%%

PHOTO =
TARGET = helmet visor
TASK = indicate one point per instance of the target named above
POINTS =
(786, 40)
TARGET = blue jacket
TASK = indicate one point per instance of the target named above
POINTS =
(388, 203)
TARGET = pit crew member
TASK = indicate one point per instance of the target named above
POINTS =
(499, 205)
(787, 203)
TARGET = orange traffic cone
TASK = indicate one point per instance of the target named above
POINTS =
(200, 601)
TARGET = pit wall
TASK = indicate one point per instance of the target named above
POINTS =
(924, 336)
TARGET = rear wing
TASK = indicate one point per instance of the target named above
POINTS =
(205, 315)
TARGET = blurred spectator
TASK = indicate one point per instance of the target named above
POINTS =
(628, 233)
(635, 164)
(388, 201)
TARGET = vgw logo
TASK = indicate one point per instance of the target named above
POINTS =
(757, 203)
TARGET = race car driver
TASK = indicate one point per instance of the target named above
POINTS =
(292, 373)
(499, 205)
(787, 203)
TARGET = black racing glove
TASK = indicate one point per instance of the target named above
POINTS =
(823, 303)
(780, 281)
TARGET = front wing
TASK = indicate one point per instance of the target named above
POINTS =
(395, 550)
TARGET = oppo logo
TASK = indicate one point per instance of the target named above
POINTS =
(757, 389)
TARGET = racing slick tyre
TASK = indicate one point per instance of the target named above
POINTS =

%%
%%

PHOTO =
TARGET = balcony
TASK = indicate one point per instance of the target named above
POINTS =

%%

• [What is needed]: Locate each line in the rows above that contains the string "racing" and copy those lines. Case counts.

• [Response]:
TARGET = black racing glove
TARGET = racing slick tyre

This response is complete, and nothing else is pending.